↓↓↓

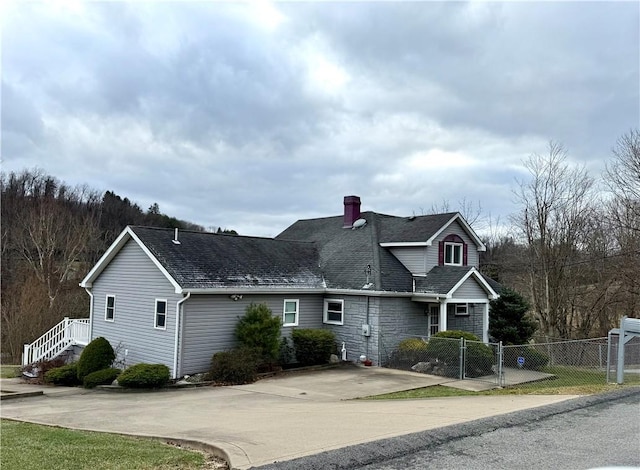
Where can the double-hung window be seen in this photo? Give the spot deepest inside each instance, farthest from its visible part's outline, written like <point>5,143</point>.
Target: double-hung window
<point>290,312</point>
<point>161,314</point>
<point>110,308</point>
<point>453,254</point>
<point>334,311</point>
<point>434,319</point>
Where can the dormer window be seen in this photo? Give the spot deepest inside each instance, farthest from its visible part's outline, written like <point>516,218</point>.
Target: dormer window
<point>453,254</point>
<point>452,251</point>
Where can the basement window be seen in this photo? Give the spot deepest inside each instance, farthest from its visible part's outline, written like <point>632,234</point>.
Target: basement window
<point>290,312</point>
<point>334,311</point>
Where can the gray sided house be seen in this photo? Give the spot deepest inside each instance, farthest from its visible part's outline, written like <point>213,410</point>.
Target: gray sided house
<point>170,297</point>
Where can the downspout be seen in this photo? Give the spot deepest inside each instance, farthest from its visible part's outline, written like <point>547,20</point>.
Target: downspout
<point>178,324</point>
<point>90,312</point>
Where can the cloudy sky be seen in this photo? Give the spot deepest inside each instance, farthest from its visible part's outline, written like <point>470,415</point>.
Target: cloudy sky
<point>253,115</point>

↑↑↑

- [Exercise]: Transcribe all of the records above verbatim, omitting the pictures from your transcription.

- [Answer to this exercise]:
Where can the double-hung window be seen in this photo? Give the spot deepest inside each instance, farthest from its visible part's outline, written like <point>5,143</point>.
Target: double-hung window
<point>290,312</point>
<point>161,314</point>
<point>110,308</point>
<point>453,254</point>
<point>334,311</point>
<point>434,319</point>
Where can the dormer window be seen in this photo? Give the spot deepest inside each instance, farthest from its visible part's outline, written like <point>516,218</point>.
Target: dormer window
<point>453,254</point>
<point>452,251</point>
Where can the basement window be seen in this photo? Give the spot deepest inside each instance, farthest from its visible part's outline, written like <point>632,234</point>.
Target: basement window
<point>290,312</point>
<point>334,311</point>
Where can the gray sided house be seen in this photo? Give the spot deepest inside each instance, farthest from its visible part's outline, written like <point>213,410</point>.
Target: gray sided house
<point>170,297</point>
Where can the downspout be seen in this photo? Give the spot deepest inside each instance, farthest from its visible part's outline, written like <point>547,20</point>.
Target: downspout
<point>178,324</point>
<point>90,312</point>
Where can the cloudy sky be seen in this photo? Give the spot deepest inside each instance, farthest from its visible part's outline, written like <point>470,415</point>.
Target: cloudy sky
<point>253,115</point>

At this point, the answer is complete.